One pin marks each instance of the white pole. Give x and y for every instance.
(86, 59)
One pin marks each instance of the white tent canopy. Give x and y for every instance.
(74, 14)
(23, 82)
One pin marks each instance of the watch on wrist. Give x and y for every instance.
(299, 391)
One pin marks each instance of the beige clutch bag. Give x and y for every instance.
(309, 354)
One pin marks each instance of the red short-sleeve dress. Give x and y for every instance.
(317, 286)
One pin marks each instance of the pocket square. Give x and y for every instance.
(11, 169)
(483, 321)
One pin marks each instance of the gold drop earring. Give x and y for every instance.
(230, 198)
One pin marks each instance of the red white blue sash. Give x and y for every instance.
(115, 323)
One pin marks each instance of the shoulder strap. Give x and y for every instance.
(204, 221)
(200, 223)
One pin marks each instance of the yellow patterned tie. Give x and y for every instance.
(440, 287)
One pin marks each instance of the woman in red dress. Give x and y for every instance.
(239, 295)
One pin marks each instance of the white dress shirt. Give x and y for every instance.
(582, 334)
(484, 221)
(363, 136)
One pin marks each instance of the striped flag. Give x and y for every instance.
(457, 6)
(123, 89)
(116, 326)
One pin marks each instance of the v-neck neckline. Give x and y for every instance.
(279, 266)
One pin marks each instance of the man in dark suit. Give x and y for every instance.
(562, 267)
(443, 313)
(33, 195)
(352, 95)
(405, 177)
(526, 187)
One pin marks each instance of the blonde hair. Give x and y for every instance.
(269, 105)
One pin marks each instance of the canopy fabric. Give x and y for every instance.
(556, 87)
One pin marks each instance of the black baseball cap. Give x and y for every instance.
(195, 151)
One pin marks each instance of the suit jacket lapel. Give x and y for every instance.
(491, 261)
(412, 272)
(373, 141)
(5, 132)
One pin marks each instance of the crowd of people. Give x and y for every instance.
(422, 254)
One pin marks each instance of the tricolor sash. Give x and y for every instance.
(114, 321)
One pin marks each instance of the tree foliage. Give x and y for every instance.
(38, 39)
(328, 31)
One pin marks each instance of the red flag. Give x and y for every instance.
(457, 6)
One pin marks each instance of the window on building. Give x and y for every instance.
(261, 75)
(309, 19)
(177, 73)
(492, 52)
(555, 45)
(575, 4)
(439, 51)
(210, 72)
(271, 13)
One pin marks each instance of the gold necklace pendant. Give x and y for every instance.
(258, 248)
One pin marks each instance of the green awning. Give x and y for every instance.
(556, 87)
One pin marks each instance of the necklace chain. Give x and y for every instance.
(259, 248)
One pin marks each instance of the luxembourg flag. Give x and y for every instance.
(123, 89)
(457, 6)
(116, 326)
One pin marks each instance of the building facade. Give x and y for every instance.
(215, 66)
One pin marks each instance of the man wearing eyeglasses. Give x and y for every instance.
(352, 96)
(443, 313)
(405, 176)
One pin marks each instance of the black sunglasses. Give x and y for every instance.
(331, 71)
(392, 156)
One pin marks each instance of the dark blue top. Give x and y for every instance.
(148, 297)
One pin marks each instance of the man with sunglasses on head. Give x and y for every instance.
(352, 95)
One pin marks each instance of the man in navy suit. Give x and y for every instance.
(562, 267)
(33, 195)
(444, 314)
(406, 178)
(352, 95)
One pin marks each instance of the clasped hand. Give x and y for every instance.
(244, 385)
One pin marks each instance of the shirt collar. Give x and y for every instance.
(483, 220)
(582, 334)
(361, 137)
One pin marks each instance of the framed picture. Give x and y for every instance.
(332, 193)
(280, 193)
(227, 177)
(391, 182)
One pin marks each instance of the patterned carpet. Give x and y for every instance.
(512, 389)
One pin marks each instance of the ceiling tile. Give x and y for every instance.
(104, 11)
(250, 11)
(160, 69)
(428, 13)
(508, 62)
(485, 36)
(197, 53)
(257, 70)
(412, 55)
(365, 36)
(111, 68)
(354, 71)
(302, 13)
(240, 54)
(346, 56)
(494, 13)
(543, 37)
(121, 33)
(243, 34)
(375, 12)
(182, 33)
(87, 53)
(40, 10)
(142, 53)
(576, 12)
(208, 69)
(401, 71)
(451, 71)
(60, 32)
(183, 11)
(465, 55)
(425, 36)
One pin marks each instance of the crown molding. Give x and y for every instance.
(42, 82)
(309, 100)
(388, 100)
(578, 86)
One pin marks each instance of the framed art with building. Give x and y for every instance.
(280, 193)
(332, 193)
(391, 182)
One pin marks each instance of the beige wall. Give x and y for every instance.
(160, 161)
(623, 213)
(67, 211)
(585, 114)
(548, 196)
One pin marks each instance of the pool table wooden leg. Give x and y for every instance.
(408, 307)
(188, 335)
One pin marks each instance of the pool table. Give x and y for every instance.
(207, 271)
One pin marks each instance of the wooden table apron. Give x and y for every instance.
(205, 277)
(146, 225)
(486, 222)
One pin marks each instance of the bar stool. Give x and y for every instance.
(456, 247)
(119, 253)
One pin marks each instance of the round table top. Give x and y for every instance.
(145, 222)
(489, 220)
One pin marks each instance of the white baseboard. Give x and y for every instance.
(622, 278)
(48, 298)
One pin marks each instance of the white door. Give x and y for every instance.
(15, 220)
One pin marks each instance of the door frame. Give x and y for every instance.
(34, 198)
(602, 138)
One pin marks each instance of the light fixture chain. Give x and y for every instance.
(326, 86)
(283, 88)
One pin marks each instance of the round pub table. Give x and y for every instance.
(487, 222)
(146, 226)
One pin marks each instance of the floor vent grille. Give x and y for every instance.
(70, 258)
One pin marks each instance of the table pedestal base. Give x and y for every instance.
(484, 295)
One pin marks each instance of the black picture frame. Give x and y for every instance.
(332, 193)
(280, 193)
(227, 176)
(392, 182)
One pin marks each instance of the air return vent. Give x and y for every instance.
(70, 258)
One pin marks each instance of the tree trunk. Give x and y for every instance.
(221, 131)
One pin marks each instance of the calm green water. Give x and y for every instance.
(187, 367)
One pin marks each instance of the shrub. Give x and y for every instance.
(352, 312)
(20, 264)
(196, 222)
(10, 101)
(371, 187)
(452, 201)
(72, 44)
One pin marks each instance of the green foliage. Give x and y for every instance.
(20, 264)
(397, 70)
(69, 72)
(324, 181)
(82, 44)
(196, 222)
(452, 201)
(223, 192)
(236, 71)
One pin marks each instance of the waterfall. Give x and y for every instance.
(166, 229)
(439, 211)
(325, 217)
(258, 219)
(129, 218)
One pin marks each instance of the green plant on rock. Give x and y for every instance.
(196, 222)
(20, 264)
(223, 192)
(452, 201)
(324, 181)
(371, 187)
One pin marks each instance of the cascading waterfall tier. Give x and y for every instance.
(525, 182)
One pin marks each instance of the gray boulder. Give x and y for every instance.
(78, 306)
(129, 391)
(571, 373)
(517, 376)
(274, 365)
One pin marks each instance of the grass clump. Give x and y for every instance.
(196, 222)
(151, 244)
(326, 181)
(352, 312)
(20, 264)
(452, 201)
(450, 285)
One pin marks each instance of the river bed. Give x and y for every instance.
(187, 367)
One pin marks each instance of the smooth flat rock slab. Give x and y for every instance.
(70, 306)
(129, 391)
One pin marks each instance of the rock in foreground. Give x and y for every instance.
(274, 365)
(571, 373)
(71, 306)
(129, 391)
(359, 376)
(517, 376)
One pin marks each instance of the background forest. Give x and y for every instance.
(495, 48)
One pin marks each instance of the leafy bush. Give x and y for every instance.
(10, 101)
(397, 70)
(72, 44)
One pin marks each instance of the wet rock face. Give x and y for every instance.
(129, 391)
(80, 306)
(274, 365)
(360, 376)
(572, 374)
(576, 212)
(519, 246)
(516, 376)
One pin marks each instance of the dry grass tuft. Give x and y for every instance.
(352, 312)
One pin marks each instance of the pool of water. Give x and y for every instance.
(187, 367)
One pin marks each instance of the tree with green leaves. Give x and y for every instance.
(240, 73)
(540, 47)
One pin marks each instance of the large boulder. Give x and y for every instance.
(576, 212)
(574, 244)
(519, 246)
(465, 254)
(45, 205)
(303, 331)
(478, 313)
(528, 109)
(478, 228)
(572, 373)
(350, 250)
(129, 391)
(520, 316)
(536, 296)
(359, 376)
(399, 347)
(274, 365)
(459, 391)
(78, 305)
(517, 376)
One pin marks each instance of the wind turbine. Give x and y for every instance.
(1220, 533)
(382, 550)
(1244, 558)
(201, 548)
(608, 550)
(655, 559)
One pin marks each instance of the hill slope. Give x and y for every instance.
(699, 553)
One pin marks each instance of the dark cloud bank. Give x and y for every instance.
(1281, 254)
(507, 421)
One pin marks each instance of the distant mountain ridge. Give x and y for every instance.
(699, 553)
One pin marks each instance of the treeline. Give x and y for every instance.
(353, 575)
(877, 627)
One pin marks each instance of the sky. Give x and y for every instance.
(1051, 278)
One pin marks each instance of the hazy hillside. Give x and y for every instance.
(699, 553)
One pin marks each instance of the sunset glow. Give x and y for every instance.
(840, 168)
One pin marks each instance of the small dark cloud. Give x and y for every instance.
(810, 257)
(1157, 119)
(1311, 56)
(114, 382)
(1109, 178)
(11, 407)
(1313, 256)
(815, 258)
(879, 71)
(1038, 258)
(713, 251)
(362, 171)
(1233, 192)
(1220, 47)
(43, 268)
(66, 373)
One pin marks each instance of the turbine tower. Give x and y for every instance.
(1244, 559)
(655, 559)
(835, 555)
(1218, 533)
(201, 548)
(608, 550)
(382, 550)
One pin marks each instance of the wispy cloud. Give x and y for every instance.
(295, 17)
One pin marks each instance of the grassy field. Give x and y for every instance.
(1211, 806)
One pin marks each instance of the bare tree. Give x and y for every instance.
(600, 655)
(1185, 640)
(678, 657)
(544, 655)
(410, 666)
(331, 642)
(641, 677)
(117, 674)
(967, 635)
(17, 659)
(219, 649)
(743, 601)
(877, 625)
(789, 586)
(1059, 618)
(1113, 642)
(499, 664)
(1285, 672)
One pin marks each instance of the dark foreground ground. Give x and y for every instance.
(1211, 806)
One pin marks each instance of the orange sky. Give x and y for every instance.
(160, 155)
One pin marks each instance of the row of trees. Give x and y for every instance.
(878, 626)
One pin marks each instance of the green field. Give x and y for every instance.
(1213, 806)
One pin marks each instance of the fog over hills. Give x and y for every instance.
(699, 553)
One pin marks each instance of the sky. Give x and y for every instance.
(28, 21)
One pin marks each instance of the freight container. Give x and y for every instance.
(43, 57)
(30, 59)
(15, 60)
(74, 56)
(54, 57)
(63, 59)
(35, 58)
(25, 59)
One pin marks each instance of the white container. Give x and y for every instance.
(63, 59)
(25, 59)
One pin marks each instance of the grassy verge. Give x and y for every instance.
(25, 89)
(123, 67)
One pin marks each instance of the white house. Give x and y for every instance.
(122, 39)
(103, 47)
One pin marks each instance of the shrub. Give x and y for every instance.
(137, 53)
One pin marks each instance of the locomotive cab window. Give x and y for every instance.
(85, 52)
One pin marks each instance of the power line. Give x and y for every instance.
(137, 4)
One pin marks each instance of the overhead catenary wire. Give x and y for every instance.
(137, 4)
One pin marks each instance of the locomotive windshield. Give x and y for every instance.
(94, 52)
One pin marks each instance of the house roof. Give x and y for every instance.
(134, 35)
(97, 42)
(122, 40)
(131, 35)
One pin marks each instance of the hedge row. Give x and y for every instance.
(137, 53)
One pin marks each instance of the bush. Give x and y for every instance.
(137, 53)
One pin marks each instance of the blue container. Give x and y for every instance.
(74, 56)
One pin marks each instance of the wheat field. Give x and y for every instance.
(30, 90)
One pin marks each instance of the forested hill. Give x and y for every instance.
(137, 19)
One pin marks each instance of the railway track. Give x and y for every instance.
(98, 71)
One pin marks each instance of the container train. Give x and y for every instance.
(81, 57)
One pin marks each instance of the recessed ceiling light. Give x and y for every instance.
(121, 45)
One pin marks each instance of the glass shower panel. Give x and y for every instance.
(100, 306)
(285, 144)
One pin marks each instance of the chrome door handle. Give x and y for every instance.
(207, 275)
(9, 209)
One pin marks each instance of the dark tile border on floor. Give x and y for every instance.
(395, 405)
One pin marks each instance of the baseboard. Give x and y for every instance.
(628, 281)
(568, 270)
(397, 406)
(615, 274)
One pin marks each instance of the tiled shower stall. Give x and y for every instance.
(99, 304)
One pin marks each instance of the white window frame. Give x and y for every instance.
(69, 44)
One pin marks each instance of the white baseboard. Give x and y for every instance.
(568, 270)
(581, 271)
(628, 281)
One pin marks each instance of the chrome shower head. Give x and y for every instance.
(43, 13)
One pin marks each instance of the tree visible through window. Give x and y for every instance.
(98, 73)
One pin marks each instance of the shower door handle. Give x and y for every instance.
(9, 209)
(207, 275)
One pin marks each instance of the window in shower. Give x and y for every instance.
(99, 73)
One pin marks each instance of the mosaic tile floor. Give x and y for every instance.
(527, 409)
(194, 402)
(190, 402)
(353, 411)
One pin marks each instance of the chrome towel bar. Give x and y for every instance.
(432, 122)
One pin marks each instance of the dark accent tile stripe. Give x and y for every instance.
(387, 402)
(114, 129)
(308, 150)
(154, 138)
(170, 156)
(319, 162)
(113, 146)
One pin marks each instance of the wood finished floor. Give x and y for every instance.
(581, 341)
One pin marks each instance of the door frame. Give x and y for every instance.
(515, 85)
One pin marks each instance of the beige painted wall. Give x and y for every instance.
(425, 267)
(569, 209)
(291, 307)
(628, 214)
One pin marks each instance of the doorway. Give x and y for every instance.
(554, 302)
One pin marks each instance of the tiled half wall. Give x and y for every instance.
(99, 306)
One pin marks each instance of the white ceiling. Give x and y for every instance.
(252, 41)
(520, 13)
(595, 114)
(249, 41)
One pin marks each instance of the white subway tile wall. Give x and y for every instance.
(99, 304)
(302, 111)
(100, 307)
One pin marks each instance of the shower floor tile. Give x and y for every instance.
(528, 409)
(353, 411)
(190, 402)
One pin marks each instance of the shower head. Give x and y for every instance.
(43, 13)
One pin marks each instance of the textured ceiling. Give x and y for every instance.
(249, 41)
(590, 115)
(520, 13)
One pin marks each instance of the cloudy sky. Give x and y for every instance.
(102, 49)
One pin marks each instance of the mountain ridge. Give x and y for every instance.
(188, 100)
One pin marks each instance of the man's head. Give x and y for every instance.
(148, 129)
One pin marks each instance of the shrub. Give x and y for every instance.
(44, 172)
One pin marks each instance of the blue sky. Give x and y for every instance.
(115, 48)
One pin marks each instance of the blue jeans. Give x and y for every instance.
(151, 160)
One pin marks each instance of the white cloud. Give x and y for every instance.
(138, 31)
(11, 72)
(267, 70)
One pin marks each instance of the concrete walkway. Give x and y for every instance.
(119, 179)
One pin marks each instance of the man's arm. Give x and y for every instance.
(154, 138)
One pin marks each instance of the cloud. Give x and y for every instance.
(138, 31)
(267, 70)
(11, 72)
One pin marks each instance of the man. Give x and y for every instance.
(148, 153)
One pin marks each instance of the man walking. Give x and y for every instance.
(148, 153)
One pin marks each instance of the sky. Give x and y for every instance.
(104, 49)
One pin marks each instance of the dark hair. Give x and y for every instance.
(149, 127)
--
*STATED GOAL*
Set down, exactly and in full, the lines from the one containing "One pin marks each instance of the blue jeans." through the end of the entries; no other line belongs.

*RESULT*
One pin marks each instance of the blue jeans. Give x and y for every instance.
(151, 160)
One pin marks each instance of the white cloud. Give x and y for every instance.
(138, 31)
(11, 72)
(267, 70)
One pin marks each instance of the concrete walkway. Give x and y for every instance.
(119, 179)
One pin marks each instance of the man's arm. Give x and y for every instance.
(154, 138)
One pin marks each instance of the cloud. Give x and y for every instance.
(138, 31)
(267, 70)
(11, 72)
One pin marks each instance of the man. Give x and y for every instance.
(148, 153)
One pin marks each instance of the man walking. Give x and y for every instance.
(148, 153)
One pin marks each instance of the sky. Give x and y for every instance.
(104, 49)
One pin marks each instance of the dark hair. Give x and y for every instance.
(149, 127)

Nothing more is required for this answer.